[Image point grounding data]
==*==

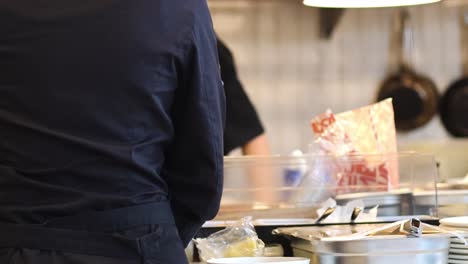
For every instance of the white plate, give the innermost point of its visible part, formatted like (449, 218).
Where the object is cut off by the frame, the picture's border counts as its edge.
(279, 260)
(455, 261)
(459, 251)
(458, 257)
(459, 246)
(461, 221)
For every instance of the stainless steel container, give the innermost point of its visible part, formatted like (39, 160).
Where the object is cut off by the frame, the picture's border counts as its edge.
(431, 249)
(450, 202)
(394, 203)
(331, 245)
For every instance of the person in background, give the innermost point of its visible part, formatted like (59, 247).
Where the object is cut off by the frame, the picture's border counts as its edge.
(111, 130)
(243, 126)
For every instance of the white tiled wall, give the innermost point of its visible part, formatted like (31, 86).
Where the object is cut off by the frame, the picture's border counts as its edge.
(292, 75)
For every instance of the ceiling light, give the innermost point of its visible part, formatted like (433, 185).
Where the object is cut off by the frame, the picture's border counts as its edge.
(365, 3)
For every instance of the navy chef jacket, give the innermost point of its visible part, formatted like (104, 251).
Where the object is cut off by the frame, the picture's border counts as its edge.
(107, 104)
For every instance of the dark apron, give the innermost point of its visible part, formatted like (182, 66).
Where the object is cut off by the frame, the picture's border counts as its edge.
(114, 234)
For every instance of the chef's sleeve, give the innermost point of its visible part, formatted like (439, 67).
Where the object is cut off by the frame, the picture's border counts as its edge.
(242, 121)
(193, 168)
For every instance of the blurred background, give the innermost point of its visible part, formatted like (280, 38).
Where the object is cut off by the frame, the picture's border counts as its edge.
(295, 64)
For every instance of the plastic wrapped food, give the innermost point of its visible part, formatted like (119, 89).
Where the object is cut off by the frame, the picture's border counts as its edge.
(239, 240)
(368, 137)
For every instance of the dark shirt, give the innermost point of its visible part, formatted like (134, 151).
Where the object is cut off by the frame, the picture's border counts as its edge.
(242, 121)
(107, 104)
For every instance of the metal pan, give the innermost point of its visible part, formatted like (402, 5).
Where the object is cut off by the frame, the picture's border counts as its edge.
(415, 96)
(453, 106)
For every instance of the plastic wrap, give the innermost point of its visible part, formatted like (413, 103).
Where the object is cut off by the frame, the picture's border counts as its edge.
(239, 240)
(359, 134)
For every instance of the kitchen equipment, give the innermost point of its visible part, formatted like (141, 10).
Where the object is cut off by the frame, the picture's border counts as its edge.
(273, 250)
(458, 249)
(392, 203)
(271, 260)
(356, 212)
(335, 245)
(450, 202)
(457, 222)
(415, 96)
(453, 106)
(327, 213)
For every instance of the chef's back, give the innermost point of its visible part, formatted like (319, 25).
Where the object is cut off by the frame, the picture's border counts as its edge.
(111, 122)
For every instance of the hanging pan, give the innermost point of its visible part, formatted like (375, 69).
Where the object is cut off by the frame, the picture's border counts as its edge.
(415, 96)
(454, 103)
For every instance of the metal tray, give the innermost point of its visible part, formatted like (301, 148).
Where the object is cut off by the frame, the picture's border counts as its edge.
(324, 245)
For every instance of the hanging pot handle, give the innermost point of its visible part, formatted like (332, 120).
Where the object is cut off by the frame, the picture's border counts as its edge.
(401, 41)
(464, 40)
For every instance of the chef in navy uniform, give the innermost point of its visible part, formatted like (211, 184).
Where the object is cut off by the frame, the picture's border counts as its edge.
(244, 128)
(111, 130)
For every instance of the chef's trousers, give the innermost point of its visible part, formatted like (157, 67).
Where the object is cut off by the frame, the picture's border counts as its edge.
(111, 237)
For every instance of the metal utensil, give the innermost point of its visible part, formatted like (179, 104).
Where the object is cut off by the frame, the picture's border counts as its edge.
(356, 212)
(325, 214)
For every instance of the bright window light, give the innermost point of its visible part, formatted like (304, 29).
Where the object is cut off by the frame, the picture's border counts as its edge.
(365, 3)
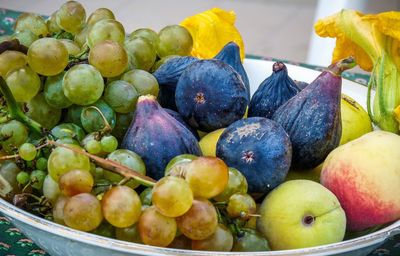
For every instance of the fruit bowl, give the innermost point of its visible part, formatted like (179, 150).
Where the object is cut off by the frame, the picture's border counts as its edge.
(60, 240)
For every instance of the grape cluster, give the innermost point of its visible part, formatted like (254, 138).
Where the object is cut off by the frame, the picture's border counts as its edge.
(79, 82)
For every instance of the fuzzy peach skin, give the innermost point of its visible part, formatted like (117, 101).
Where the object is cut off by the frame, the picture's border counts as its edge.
(364, 174)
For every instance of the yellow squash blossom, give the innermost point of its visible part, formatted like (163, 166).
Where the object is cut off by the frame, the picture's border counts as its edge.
(374, 41)
(211, 31)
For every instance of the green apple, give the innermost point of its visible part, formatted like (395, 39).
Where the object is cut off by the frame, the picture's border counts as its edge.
(299, 214)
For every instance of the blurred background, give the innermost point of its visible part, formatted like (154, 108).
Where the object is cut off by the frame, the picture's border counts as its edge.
(280, 29)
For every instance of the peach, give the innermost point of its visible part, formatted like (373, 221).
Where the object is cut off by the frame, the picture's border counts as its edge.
(364, 174)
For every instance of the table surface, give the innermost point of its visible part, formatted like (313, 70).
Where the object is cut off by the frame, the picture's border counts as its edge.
(14, 243)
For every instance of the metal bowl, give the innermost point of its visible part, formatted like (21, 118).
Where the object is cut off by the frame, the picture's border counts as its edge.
(60, 240)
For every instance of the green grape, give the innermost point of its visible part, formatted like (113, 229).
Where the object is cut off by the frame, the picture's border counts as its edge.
(105, 229)
(80, 38)
(27, 151)
(172, 196)
(122, 124)
(71, 17)
(14, 134)
(53, 92)
(68, 130)
(47, 56)
(93, 147)
(130, 234)
(121, 206)
(52, 25)
(98, 173)
(109, 57)
(83, 212)
(177, 166)
(100, 14)
(141, 52)
(24, 83)
(200, 221)
(237, 183)
(51, 190)
(75, 182)
(174, 40)
(146, 33)
(4, 38)
(129, 159)
(239, 205)
(39, 110)
(250, 241)
(72, 47)
(25, 37)
(156, 229)
(58, 209)
(207, 176)
(23, 178)
(83, 84)
(68, 140)
(121, 96)
(144, 82)
(181, 242)
(32, 22)
(109, 143)
(74, 114)
(161, 61)
(221, 240)
(103, 30)
(10, 61)
(63, 160)
(37, 178)
(92, 120)
(9, 171)
(146, 196)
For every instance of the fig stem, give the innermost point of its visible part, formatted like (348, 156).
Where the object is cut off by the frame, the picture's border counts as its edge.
(111, 166)
(342, 65)
(15, 111)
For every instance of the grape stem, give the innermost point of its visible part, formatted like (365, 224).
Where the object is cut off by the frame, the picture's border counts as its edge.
(111, 166)
(107, 127)
(16, 112)
(17, 155)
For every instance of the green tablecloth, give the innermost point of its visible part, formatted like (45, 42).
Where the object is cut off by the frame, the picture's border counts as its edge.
(14, 243)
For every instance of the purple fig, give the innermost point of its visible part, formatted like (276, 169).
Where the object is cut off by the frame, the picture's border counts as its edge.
(157, 137)
(312, 117)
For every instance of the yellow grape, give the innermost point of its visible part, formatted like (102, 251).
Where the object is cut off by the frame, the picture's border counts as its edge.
(172, 196)
(105, 30)
(24, 83)
(109, 57)
(121, 206)
(52, 25)
(100, 14)
(47, 56)
(200, 221)
(63, 160)
(32, 22)
(11, 60)
(83, 212)
(156, 229)
(71, 17)
(75, 182)
(207, 176)
(72, 47)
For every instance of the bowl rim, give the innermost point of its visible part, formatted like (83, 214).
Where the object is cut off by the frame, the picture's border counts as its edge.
(123, 246)
(27, 218)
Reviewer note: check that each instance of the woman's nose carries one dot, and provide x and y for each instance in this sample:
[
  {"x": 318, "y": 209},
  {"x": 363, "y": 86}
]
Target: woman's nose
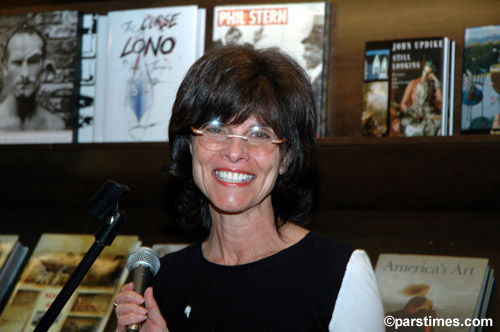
[{"x": 235, "y": 149}]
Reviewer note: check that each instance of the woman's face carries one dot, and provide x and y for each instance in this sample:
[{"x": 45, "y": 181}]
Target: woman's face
[{"x": 233, "y": 180}]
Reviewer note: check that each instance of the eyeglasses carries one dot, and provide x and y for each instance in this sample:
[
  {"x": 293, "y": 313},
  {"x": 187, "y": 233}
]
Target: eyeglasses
[{"x": 259, "y": 141}]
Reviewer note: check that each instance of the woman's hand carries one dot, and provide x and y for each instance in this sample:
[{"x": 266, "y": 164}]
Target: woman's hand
[{"x": 129, "y": 310}]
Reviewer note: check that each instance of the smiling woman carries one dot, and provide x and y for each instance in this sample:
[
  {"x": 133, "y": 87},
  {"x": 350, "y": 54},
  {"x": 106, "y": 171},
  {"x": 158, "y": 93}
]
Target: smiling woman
[{"x": 242, "y": 136}]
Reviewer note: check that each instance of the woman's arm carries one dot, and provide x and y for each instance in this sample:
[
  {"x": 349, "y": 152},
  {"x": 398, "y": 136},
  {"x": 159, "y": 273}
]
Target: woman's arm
[{"x": 358, "y": 307}]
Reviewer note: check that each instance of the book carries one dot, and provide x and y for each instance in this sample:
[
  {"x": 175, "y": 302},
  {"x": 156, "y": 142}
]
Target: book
[
  {"x": 481, "y": 80},
  {"x": 39, "y": 105},
  {"x": 88, "y": 60},
  {"x": 397, "y": 99},
  {"x": 299, "y": 29},
  {"x": 52, "y": 262},
  {"x": 100, "y": 84},
  {"x": 444, "y": 287},
  {"x": 12, "y": 256},
  {"x": 149, "y": 52}
]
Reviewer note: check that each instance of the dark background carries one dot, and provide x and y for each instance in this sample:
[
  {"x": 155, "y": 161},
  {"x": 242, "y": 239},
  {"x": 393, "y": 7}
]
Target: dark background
[{"x": 427, "y": 195}]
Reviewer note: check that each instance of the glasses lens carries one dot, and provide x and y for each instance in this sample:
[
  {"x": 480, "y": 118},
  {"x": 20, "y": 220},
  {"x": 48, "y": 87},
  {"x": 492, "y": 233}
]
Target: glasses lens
[
  {"x": 258, "y": 140},
  {"x": 214, "y": 135}
]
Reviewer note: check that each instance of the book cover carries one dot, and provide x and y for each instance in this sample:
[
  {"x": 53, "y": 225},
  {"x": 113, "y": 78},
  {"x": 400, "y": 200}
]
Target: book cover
[
  {"x": 100, "y": 84},
  {"x": 149, "y": 52},
  {"x": 12, "y": 256},
  {"x": 481, "y": 79},
  {"x": 88, "y": 60},
  {"x": 52, "y": 262},
  {"x": 39, "y": 77},
  {"x": 299, "y": 29},
  {"x": 419, "y": 286},
  {"x": 406, "y": 89}
]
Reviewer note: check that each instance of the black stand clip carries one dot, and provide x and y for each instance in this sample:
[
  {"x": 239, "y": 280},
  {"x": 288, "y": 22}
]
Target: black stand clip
[{"x": 103, "y": 205}]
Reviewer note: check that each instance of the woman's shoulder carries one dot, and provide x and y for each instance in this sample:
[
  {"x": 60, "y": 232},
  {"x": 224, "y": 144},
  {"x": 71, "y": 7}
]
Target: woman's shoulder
[
  {"x": 323, "y": 242},
  {"x": 187, "y": 253}
]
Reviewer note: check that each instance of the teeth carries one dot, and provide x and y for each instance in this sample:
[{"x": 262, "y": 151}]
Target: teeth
[{"x": 233, "y": 177}]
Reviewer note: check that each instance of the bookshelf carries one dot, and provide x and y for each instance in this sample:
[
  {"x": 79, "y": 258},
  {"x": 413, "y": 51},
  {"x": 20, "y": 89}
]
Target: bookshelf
[{"x": 433, "y": 195}]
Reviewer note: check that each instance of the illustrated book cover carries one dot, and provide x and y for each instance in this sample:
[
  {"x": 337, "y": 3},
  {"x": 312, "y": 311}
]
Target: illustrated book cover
[
  {"x": 299, "y": 29},
  {"x": 39, "y": 77},
  {"x": 88, "y": 76},
  {"x": 407, "y": 88},
  {"x": 12, "y": 256},
  {"x": 481, "y": 80},
  {"x": 149, "y": 52},
  {"x": 51, "y": 264},
  {"x": 444, "y": 287}
]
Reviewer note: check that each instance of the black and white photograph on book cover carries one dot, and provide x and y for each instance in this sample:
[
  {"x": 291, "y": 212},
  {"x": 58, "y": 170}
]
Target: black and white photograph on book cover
[
  {"x": 481, "y": 80},
  {"x": 39, "y": 71},
  {"x": 299, "y": 29}
]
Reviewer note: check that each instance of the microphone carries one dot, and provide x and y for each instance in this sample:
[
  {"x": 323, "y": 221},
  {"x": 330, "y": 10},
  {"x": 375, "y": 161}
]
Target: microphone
[{"x": 143, "y": 263}]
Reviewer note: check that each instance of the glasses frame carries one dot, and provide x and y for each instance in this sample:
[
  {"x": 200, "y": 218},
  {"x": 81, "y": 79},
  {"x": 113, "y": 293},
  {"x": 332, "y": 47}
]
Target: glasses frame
[{"x": 200, "y": 132}]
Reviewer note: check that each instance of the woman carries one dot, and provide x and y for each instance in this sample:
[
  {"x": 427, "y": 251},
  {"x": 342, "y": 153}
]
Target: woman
[{"x": 242, "y": 136}]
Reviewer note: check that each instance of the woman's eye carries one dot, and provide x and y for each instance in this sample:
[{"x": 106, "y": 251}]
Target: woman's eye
[
  {"x": 259, "y": 135},
  {"x": 214, "y": 131}
]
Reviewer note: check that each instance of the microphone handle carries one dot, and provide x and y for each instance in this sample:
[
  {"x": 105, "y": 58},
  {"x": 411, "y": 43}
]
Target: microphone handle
[{"x": 141, "y": 276}]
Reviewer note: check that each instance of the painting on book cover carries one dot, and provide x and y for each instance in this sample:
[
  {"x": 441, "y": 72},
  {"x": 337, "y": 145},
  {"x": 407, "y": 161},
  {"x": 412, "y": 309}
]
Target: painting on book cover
[
  {"x": 39, "y": 72},
  {"x": 149, "y": 51},
  {"x": 432, "y": 287},
  {"x": 481, "y": 80},
  {"x": 374, "y": 117},
  {"x": 50, "y": 267},
  {"x": 299, "y": 29},
  {"x": 418, "y": 100}
]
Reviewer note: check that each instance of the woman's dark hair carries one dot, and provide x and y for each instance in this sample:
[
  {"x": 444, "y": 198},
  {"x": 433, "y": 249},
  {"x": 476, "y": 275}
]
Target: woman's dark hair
[{"x": 231, "y": 84}]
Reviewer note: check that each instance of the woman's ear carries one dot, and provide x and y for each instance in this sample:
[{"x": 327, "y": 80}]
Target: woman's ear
[{"x": 285, "y": 162}]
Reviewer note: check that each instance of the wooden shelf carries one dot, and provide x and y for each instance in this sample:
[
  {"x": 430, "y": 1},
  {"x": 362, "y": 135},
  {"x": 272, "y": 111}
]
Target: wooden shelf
[{"x": 428, "y": 195}]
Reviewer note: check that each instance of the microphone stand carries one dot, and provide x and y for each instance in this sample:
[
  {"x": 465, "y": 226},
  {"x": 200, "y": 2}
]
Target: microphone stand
[{"x": 101, "y": 206}]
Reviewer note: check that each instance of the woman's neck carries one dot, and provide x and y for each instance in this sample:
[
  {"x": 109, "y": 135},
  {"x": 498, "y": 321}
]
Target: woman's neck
[{"x": 242, "y": 239}]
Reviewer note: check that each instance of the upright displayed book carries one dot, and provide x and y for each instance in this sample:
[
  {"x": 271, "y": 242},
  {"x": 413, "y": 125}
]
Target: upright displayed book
[
  {"x": 12, "y": 255},
  {"x": 300, "y": 29},
  {"x": 88, "y": 76},
  {"x": 407, "y": 87},
  {"x": 481, "y": 80},
  {"x": 148, "y": 53},
  {"x": 51, "y": 264},
  {"x": 432, "y": 287},
  {"x": 40, "y": 77}
]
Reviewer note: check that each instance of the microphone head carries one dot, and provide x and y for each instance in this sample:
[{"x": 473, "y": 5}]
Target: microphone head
[{"x": 144, "y": 256}]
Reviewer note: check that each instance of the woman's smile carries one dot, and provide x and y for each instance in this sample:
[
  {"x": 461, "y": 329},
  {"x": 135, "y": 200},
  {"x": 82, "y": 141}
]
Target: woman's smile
[{"x": 228, "y": 177}]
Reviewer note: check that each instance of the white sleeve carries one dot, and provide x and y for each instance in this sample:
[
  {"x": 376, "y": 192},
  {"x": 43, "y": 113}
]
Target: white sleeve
[{"x": 358, "y": 307}]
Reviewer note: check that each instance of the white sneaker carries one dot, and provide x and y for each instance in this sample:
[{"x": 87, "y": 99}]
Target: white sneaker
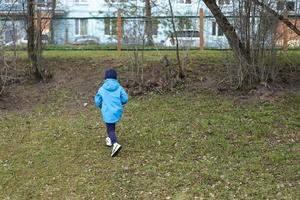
[
  {"x": 116, "y": 148},
  {"x": 108, "y": 142}
]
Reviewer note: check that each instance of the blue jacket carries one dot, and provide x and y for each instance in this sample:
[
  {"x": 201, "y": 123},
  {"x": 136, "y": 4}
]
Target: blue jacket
[{"x": 110, "y": 98}]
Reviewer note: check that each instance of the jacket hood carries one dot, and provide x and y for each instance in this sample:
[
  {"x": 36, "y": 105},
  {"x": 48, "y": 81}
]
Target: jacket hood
[{"x": 111, "y": 85}]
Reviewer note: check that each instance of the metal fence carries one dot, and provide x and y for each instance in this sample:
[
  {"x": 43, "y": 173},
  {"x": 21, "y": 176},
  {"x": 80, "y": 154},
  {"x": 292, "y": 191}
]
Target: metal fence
[{"x": 121, "y": 32}]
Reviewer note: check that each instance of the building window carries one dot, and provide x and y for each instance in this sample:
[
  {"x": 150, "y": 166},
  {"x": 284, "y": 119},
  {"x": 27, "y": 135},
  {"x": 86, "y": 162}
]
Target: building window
[
  {"x": 224, "y": 2},
  {"x": 184, "y": 24},
  {"x": 81, "y": 26},
  {"x": 216, "y": 30},
  {"x": 110, "y": 26},
  {"x": 80, "y": 1},
  {"x": 220, "y": 32},
  {"x": 107, "y": 26},
  {"x": 185, "y": 1},
  {"x": 214, "y": 27},
  {"x": 155, "y": 23}
]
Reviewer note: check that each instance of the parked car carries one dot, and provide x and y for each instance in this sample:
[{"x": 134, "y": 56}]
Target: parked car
[
  {"x": 86, "y": 39},
  {"x": 24, "y": 41},
  {"x": 185, "y": 38}
]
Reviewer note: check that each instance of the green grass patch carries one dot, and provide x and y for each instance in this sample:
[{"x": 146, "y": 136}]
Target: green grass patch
[{"x": 173, "y": 146}]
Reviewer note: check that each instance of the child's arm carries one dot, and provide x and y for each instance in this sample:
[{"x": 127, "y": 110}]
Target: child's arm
[
  {"x": 98, "y": 100},
  {"x": 124, "y": 96}
]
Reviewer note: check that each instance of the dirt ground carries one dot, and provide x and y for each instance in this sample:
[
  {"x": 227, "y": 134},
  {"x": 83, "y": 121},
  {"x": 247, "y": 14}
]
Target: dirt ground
[{"x": 84, "y": 76}]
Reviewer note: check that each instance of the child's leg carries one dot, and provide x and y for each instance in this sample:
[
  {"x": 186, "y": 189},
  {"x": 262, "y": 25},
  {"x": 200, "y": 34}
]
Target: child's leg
[{"x": 111, "y": 132}]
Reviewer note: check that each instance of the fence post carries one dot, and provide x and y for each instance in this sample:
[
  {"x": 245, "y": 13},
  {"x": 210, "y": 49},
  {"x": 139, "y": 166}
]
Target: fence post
[
  {"x": 201, "y": 32},
  {"x": 285, "y": 31},
  {"x": 119, "y": 30}
]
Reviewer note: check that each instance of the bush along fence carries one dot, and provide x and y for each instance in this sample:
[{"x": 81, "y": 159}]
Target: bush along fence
[{"x": 120, "y": 32}]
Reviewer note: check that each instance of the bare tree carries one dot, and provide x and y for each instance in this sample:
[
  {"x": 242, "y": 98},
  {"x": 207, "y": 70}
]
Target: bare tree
[
  {"x": 148, "y": 23},
  {"x": 251, "y": 39},
  {"x": 180, "y": 70},
  {"x": 34, "y": 34}
]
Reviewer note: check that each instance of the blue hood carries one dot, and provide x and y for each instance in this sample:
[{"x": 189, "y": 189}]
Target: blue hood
[
  {"x": 110, "y": 98},
  {"x": 111, "y": 85}
]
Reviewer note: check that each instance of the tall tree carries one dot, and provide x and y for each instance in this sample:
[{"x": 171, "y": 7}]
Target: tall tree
[
  {"x": 278, "y": 16},
  {"x": 148, "y": 25},
  {"x": 229, "y": 31},
  {"x": 53, "y": 8}
]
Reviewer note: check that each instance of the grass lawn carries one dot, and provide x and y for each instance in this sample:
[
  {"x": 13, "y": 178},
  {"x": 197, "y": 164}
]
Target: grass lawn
[{"x": 174, "y": 147}]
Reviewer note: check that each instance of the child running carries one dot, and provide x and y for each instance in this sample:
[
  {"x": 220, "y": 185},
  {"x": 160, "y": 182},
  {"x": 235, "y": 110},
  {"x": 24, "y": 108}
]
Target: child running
[{"x": 110, "y": 98}]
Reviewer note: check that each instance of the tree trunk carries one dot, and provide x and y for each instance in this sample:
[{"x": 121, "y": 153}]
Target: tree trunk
[
  {"x": 180, "y": 73},
  {"x": 148, "y": 25},
  {"x": 278, "y": 16},
  {"x": 233, "y": 39},
  {"x": 31, "y": 45},
  {"x": 51, "y": 29}
]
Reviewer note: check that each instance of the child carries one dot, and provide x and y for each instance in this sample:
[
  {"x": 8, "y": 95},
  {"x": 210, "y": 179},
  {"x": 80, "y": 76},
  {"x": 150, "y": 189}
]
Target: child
[{"x": 110, "y": 98}]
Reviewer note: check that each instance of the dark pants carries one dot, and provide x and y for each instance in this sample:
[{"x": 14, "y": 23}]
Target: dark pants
[{"x": 111, "y": 132}]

==*==

### ASSIGNED TASK:
If a line in the records above contains "light", copy that line.

### SOLUTION TO THE EXERCISE:
For every instance of the ceiling light, give the innermost point of its visible part, formatted like (433, 185).
For every instance of the bright window light, give the innermost point of its visible part, formatted like (304, 29).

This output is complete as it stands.